Excerpts from a dataset on object pointing:
────

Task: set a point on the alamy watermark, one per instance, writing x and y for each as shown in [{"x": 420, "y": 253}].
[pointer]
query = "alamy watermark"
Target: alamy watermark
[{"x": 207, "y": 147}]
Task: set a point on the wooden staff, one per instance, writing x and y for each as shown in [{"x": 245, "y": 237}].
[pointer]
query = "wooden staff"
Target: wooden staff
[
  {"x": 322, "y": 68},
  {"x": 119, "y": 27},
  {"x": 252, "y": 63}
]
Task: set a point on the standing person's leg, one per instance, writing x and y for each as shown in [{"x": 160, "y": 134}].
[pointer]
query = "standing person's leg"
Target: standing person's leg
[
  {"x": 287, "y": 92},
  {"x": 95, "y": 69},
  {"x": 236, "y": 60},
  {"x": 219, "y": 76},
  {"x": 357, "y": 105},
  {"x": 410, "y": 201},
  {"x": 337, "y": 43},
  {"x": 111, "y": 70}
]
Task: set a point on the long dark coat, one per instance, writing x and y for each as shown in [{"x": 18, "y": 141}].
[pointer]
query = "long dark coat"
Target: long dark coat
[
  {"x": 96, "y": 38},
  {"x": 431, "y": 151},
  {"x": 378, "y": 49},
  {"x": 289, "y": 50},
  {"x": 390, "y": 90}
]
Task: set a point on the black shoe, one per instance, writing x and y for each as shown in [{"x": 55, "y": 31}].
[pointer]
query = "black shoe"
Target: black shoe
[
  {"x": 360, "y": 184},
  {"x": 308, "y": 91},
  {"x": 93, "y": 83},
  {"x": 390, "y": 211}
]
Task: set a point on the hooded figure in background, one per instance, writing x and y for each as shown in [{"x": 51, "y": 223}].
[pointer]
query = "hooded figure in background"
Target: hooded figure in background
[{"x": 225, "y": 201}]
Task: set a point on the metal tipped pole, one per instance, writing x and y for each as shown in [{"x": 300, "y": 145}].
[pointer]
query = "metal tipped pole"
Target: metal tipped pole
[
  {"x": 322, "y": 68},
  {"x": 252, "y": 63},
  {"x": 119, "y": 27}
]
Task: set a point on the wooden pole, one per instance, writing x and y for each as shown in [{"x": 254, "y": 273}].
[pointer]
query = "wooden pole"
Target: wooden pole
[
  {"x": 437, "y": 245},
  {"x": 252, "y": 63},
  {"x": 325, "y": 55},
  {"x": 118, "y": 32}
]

────

Work to do:
Edit all of the items above, replacing "one per instance" with "one per occurrence" and leaving everything else unchanged.

Response for this exercise:
Task: set a point on the alamy watermark, one per occurrence, writing x and y for each as shown in [{"x": 420, "y": 253}].
[pointer]
query = "alamy watermark"
Target: alamy watermark
[{"x": 207, "y": 147}]
Task: set a point on the wooden staff, one per occurrence, writing x and y for each as shown in [{"x": 245, "y": 237}].
[pointer]
query = "wooden staff"
Target: wooden staff
[
  {"x": 322, "y": 68},
  {"x": 119, "y": 27},
  {"x": 252, "y": 63}
]
Task: set a point on the standing person's leg, one per occurrence, writing x and y for each as shown in [{"x": 160, "y": 134}].
[pointer]
query = "standing person's leg"
Target: standing person's leg
[
  {"x": 287, "y": 92},
  {"x": 95, "y": 69},
  {"x": 236, "y": 60},
  {"x": 219, "y": 76},
  {"x": 357, "y": 105},
  {"x": 410, "y": 201},
  {"x": 337, "y": 43},
  {"x": 111, "y": 70}
]
Task: set a point on the long dark coat, one per occurrence, writing x and y for each as shown in [{"x": 18, "y": 141}].
[pointer]
query = "long dark coat"
Target: long dark coat
[
  {"x": 96, "y": 38},
  {"x": 431, "y": 151},
  {"x": 378, "y": 49},
  {"x": 289, "y": 50},
  {"x": 390, "y": 90}
]
Task: set a point on the black shoe, one per occurrence, writing x and y for each as shown in [{"x": 55, "y": 31}].
[pointer]
query = "black shoe"
Target: black shoe
[
  {"x": 360, "y": 184},
  {"x": 308, "y": 91},
  {"x": 93, "y": 83},
  {"x": 390, "y": 211}
]
Task: set a point on the hooded figure in background, one per occurrence, writing x and y for each as shown in [{"x": 51, "y": 223}].
[pointer]
query = "hooded figure in background"
Target: hooded figure in background
[{"x": 225, "y": 201}]
Task: set a point on the metal tipped pole, one per occurrence, writing x and y for each as shown in [{"x": 300, "y": 145}].
[pointer]
query = "metal tipped pole"
Target: metal tipped pole
[
  {"x": 322, "y": 68},
  {"x": 252, "y": 63},
  {"x": 119, "y": 27}
]
Task: set a point on the wooden pole, one per occurrence, writing x and y for each as shown in [{"x": 254, "y": 273}].
[pointer]
query = "wooden pole"
Target: wooden pole
[
  {"x": 437, "y": 245},
  {"x": 252, "y": 63},
  {"x": 325, "y": 55},
  {"x": 118, "y": 32}
]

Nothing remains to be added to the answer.